» **Document**
--- Begin ---
Yeah, I recently took over this shop and we do lots of cylindrical grinding of 4140. Personally, I don't have much grinding experience but would like to improve our grinding process as it is the biggest bottleneck in the shop. Eventually I'd like to try hard turning the shafts, either to finished size or at least to rough them down so grinding is sped up.

Cheers
 
Lathe turning is faster than grinding so the initial time improvement might be to make your turning operation as efficient as possible so as to get grinding take as low as possible. Stopping to measure eats up time so on the fly measuring might be good with using height set diamonds so off a hand-feel or DRO travel from a gauge point can safely give +.005 on the part for rough-in size. Live centers need be the best, and a good set up to regrind them to zero, (poor quality lives, even with regrinding are still poor lives because they have internal wobble that regrinding does not correct. Lives should run <.0001. One point lives run better than multi /changeable point lives. Royal single-point lives or the like are good (anything less is a time-waster..

Lapped part centers are good and a simple drill press can become a decent lapper.

Indicator dial micrometers set to a size comparison are a must and a good set of JoBocks. Size masters for repeat sizes.

Centers can be made with a circle-grind diameter so the center becomes a gauge reference, and a set height diamond can be the +.005 part size off the dress. Such can become the +.0005 of the dress.

Hard turning with ceramic or diamond tool bits is a very good idea.

IMHO a grinder boss can never know as much as an experience Grinder Hand so a grinding shop should have at least one top experienced grinder hand.
--- End ---
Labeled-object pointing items
--- Begin ---
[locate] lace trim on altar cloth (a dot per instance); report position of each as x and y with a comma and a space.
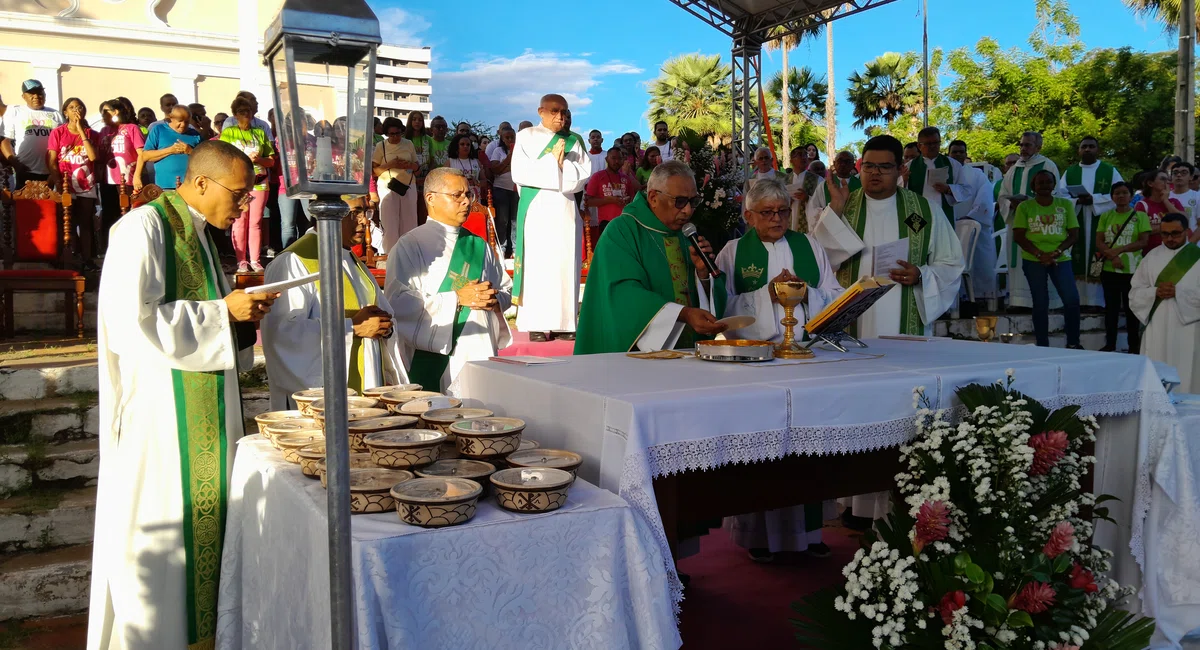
643, 465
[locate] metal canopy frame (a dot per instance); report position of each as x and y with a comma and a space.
748, 23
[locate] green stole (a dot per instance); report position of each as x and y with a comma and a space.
750, 262
855, 184
1174, 271
305, 250
468, 257
917, 180
199, 426
1080, 259
527, 197
916, 222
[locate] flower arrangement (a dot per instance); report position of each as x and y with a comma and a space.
989, 548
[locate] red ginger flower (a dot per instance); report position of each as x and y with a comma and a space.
1083, 578
1033, 597
1061, 540
933, 524
1048, 449
951, 603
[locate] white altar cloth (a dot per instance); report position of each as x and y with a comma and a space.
634, 420
586, 576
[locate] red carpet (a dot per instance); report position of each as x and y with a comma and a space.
733, 602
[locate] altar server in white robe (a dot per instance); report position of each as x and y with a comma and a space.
1096, 176
1013, 190
882, 212
768, 253
550, 164
1165, 295
171, 338
448, 288
292, 331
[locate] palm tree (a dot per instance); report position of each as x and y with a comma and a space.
887, 89
693, 91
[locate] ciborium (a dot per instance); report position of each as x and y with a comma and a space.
789, 295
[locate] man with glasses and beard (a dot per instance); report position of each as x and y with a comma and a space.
649, 287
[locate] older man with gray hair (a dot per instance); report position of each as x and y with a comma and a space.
448, 288
648, 287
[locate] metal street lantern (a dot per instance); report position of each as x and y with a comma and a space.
322, 58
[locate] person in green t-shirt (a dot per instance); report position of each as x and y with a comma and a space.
1121, 235
1045, 228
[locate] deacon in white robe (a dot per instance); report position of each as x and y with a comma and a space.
1096, 178
1014, 188
172, 338
550, 167
292, 339
1168, 283
448, 289
934, 282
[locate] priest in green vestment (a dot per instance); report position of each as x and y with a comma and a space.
171, 338
647, 287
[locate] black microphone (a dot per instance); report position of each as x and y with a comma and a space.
689, 230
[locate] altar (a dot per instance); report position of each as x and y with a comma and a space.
654, 429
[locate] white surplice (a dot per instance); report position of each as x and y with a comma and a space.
1018, 287
138, 579
1173, 336
553, 235
292, 333
425, 316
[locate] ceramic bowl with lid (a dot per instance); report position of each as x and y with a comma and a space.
291, 443
437, 501
565, 461
403, 447
305, 398
358, 428
358, 461
487, 438
531, 489
371, 488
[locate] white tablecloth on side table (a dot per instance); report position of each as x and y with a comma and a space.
635, 420
586, 576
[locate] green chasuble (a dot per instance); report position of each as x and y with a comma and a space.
305, 250
639, 266
199, 426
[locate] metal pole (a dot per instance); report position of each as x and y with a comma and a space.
924, 14
1185, 95
329, 212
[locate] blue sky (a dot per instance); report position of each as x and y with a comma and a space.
492, 60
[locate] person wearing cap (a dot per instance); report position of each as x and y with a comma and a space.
27, 132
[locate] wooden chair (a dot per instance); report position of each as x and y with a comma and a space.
36, 230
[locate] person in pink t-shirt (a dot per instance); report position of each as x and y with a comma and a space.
71, 152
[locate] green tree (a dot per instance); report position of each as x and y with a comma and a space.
693, 91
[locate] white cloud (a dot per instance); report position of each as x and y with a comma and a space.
401, 28
502, 89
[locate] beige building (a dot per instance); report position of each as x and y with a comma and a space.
199, 52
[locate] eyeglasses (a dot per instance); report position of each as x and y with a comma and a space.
879, 168
681, 202
243, 197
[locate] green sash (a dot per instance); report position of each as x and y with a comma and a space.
917, 180
916, 222
468, 257
1080, 257
750, 262
199, 426
305, 250
527, 196
1174, 271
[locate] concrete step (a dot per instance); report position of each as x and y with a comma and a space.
47, 519
45, 584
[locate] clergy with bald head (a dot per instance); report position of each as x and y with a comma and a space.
551, 164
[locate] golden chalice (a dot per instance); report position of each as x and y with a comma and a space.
790, 294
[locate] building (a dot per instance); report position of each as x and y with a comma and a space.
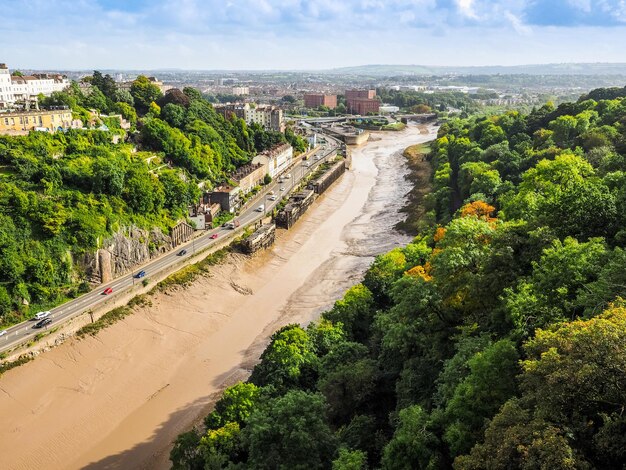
241, 90
275, 160
315, 100
363, 106
227, 110
6, 87
153, 80
362, 101
228, 197
25, 89
24, 121
389, 109
271, 118
249, 176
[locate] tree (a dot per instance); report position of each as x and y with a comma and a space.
350, 460
355, 312
127, 112
559, 278
144, 92
478, 396
289, 432
382, 273
235, 406
192, 93
570, 412
185, 454
174, 96
124, 96
414, 444
174, 115
516, 441
289, 361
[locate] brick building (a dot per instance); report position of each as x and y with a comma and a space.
363, 106
362, 101
354, 94
248, 176
315, 100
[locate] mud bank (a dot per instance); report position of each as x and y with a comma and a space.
118, 400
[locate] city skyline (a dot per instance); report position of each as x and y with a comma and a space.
315, 35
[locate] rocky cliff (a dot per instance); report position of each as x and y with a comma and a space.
126, 249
--- End ---
» **Written exercise**
According to the grinding shop text, why do poor-quality live centers remain poor even after they are reground? The items have no connection to the grinding shop text.

» **Solution for this problem**
Poor-quality live centers have internal wobble, and regrinding does not correct it. So even after regrinding they remain poor, while good live centers should run under .0001.